# [TASK GOAL]
Down to the last line, retype each line of the entries exactly, starting with the one that contains "Identify every instance of the white wall".

Items listed in a dataset
= Beginning of Section =
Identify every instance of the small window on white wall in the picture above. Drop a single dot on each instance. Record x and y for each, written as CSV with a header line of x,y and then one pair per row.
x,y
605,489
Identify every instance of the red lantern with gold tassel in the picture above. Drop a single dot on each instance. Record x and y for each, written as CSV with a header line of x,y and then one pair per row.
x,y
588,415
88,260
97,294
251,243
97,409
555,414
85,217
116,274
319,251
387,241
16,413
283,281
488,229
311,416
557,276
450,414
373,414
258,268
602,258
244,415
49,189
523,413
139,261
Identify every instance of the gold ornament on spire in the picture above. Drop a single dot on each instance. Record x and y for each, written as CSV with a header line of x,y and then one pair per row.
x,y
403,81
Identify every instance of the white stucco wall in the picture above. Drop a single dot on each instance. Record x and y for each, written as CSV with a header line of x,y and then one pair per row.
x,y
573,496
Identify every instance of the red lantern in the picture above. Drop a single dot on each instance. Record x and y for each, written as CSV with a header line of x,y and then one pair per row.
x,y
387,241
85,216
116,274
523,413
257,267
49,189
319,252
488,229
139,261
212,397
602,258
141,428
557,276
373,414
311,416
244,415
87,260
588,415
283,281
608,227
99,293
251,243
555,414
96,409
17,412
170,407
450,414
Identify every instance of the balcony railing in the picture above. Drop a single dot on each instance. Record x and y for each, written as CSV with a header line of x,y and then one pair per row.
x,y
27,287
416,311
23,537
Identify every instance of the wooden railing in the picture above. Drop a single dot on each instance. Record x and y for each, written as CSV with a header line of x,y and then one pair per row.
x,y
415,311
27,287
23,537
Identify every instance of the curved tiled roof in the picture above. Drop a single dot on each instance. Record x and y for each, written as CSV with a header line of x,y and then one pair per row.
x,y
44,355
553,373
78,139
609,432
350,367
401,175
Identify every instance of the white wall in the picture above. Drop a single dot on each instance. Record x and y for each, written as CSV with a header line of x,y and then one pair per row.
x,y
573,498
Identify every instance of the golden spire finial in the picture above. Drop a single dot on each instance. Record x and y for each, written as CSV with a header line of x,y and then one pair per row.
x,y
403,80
= End of Section =
# [RESULT]
Identify every instance of the white wall in the picture above. Drop a single dot on each instance. Record x and y for each, written as CSV with a header line of x,y and then one pair per row.
x,y
573,498
Identify every instance of the golden spire finial in the picture above. Drop a single dot on each instance. Record x and y for each, written as CSV with a header line of x,y and then one pair per row.
x,y
403,80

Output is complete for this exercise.